** START **

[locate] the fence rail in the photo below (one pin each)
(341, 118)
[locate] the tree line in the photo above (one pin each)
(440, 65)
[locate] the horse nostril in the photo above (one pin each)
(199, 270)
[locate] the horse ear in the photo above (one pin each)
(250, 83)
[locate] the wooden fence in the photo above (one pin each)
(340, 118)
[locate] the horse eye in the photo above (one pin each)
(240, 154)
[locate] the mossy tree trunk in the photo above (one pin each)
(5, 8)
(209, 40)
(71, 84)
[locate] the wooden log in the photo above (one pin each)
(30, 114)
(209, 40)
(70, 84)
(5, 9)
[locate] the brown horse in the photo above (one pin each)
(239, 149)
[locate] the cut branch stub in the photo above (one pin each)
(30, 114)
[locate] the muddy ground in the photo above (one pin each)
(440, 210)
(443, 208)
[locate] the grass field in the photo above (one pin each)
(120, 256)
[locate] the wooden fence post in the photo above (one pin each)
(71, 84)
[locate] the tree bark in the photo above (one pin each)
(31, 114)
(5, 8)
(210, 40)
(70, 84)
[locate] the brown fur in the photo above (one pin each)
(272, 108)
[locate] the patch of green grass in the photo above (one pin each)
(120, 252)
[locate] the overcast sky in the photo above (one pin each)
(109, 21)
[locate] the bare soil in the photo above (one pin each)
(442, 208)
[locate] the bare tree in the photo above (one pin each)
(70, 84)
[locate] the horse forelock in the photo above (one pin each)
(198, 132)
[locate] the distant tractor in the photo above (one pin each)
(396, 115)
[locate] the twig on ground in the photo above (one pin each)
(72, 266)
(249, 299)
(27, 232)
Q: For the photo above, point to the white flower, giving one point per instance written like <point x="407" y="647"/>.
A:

** END **

(DO THIS):
Could you reproduce all of the material above verbatim, line for line, leaving nothing out?

(SOLUTION TO THE EXERCISE):
[locate] the fence rail in the photo below (one pin each)
(341, 118)
[locate] the tree line in the photo above (one pin each)
(440, 65)
[locate] the horse nostril in the photo above (one pin each)
(199, 270)
[locate] the horse ear in the photo above (one pin each)
(250, 83)
[locate] the wooden fence in the photo above (one pin each)
(340, 118)
[locate] the horse eye in the photo above (one pin each)
(240, 154)
[locate] the mossy tree trunk in the photo above (one pin each)
(5, 8)
(209, 40)
(71, 84)
[locate] the wooden log in the photo above (one pin each)
(30, 114)
(209, 40)
(70, 84)
(5, 9)
[locate] the brown horse in the photo above (one pin each)
(239, 149)
[locate] the cut branch stub in the photo above (one pin each)
(30, 114)
[locate] the muddy ground in the photo above (one pin each)
(440, 210)
(443, 208)
[locate] the grass field in the photo above (one pin each)
(120, 256)
[locate] the wooden fence post in the photo above (one pin each)
(71, 84)
[locate] the tree bark in the photo above (one pin each)
(31, 114)
(5, 8)
(210, 40)
(70, 84)
[locate] the brown fur in the photo above (one pin each)
(272, 108)
[locate] the patch of green grass in the photo above (one pin each)
(120, 252)
[locate] the overcast sky in the photo above (one pin each)
(109, 21)
[locate] the bare soil in the photo above (one pin each)
(442, 208)
[locate] the bare tree in the photo above (one pin each)
(70, 84)
[locate] the horse forelock in the photo above (one pin each)
(198, 132)
[locate] the distant tractor in the photo above (one pin each)
(396, 115)
[locate] the twig on ground in the photo above (one pin each)
(72, 266)
(249, 299)
(27, 232)
Q: For the photo above, point to the white flower, giving one point per instance written like <point x="407" y="647"/>.
A:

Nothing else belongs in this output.